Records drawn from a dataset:

= Beginning of Section =

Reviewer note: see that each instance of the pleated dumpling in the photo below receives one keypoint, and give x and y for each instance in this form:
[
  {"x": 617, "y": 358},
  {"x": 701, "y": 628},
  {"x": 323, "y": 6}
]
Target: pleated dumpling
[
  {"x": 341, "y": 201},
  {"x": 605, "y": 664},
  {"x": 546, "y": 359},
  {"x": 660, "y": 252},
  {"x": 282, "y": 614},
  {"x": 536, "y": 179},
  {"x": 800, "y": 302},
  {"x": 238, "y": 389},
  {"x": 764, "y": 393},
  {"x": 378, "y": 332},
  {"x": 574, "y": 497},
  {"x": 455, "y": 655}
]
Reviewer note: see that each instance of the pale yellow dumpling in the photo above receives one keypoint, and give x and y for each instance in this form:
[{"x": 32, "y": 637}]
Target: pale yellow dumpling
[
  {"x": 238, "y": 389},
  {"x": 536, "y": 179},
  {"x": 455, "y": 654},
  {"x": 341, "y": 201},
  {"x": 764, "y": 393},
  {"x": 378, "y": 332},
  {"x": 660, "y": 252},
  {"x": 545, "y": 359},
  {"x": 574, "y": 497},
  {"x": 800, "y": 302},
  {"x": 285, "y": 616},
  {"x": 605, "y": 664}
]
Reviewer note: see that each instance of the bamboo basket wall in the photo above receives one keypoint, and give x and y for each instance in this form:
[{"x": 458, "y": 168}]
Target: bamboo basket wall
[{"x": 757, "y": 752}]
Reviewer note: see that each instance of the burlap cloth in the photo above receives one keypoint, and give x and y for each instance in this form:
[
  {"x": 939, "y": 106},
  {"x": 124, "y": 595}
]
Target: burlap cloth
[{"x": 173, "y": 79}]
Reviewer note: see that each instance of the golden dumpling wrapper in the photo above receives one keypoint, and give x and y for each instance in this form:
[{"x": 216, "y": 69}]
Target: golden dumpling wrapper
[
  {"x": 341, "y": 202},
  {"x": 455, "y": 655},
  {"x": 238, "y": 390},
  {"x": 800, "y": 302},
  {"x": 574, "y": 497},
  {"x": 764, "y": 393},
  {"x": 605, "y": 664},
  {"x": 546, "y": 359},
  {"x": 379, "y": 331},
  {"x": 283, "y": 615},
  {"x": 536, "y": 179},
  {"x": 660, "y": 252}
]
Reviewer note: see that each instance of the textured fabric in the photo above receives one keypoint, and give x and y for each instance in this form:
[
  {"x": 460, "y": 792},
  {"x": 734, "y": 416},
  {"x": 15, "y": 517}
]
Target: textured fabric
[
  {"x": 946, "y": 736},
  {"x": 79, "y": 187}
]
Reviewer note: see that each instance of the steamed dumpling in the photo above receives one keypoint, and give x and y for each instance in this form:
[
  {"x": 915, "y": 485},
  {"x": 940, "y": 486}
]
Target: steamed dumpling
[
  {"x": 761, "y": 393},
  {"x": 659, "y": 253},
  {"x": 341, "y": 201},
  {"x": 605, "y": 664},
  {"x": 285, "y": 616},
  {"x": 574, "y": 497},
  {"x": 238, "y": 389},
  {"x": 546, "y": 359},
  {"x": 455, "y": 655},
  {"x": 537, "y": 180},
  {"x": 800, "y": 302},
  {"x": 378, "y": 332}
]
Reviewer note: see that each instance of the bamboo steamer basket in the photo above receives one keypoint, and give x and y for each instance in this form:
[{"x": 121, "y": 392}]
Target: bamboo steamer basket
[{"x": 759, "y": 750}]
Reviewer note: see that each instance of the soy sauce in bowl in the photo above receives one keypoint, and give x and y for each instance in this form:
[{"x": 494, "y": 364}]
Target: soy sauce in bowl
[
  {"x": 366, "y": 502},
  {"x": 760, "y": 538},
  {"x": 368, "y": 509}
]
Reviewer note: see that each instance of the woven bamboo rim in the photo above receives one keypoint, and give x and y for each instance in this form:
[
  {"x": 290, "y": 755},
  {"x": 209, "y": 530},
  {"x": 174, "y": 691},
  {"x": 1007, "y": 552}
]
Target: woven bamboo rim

= End of Section =

_Required work_. Every entry above should come back exactly as written.

_Response to this task_.
Reviewer note: see that each instance of the pleated dumpling in the photo below receives one keypoint, and give x and y for each instance in this form:
[
  {"x": 617, "y": 358},
  {"x": 701, "y": 628},
  {"x": 323, "y": 6}
]
Target: pleated dumpling
[
  {"x": 341, "y": 201},
  {"x": 605, "y": 664},
  {"x": 546, "y": 359},
  {"x": 660, "y": 252},
  {"x": 282, "y": 614},
  {"x": 536, "y": 179},
  {"x": 800, "y": 302},
  {"x": 238, "y": 389},
  {"x": 764, "y": 393},
  {"x": 378, "y": 332},
  {"x": 574, "y": 497},
  {"x": 455, "y": 655}
]
Reviewer note: see that each instance of the pale yellow dumpling in the photo above receives one keypoint, and give x and y for each instance in this form:
[{"x": 32, "y": 637}]
Target: pale yellow dumpling
[
  {"x": 238, "y": 389},
  {"x": 536, "y": 179},
  {"x": 455, "y": 654},
  {"x": 341, "y": 201},
  {"x": 764, "y": 393},
  {"x": 378, "y": 332},
  {"x": 660, "y": 252},
  {"x": 545, "y": 359},
  {"x": 574, "y": 497},
  {"x": 800, "y": 302},
  {"x": 285, "y": 616},
  {"x": 605, "y": 664}
]
Reviewer note: see that each instance of the bamboo basket wall in the photo above receives one keypoint, and give x and y for each instance in this form:
[{"x": 458, "y": 168}]
Target: bamboo basket wall
[{"x": 757, "y": 752}]
Reviewer note: see that each instance of the burlap cloth in the photo above receives one keypoint, and give x and y for each instance in this form:
[
  {"x": 939, "y": 106},
  {"x": 124, "y": 595}
]
Target: burlap cloth
[{"x": 173, "y": 79}]
Reviewer note: see that each instance of the golden dumpling wrapper in the photo above receives one keypoint, and give x and y for each instance in this form:
[{"x": 216, "y": 69}]
Target: golden dumpling wrapper
[
  {"x": 341, "y": 202},
  {"x": 455, "y": 655},
  {"x": 238, "y": 390},
  {"x": 800, "y": 302},
  {"x": 574, "y": 497},
  {"x": 764, "y": 393},
  {"x": 605, "y": 664},
  {"x": 546, "y": 359},
  {"x": 379, "y": 331},
  {"x": 283, "y": 615},
  {"x": 536, "y": 179},
  {"x": 660, "y": 252}
]
Reviewer note: see that each instance of the textured fabric in the photo above receives one keypoint, and give x and y for each instance in this form:
[
  {"x": 460, "y": 792},
  {"x": 734, "y": 416},
  {"x": 15, "y": 517}
]
Target: textured fabric
[
  {"x": 946, "y": 736},
  {"x": 79, "y": 187}
]
Reviewer note: see that each instance of the steamed dumpling in the photo above receives one keypoint, and give x and y for each instance in this form:
[
  {"x": 915, "y": 485},
  {"x": 940, "y": 486}
]
Target: steamed dumpling
[
  {"x": 761, "y": 393},
  {"x": 659, "y": 253},
  {"x": 341, "y": 201},
  {"x": 605, "y": 664},
  {"x": 285, "y": 616},
  {"x": 574, "y": 497},
  {"x": 238, "y": 389},
  {"x": 546, "y": 359},
  {"x": 455, "y": 655},
  {"x": 537, "y": 180},
  {"x": 800, "y": 302},
  {"x": 378, "y": 332}
]
Reviewer note: see that each instance of the bamboo steamer basket in the photo above receives one keypoint, and give x and y for each instance in this form:
[{"x": 121, "y": 392}]
Target: bamboo steamer basket
[{"x": 759, "y": 750}]
Reviewer note: see that each instance of the soy sauce in bowl in the photo above receives one keypoint, and give x and y for each instance in this form:
[{"x": 494, "y": 364}]
Target: soy sauce in bowl
[
  {"x": 366, "y": 502},
  {"x": 760, "y": 538},
  {"x": 368, "y": 509}
]
Reviewer note: see that each instance of the woven bamboo rim in the photo above receives one keypoint, and give x and y for each instance in this form:
[
  {"x": 290, "y": 755},
  {"x": 209, "y": 530},
  {"x": 174, "y": 691},
  {"x": 1007, "y": 552}
]
Target: woven bamboo rim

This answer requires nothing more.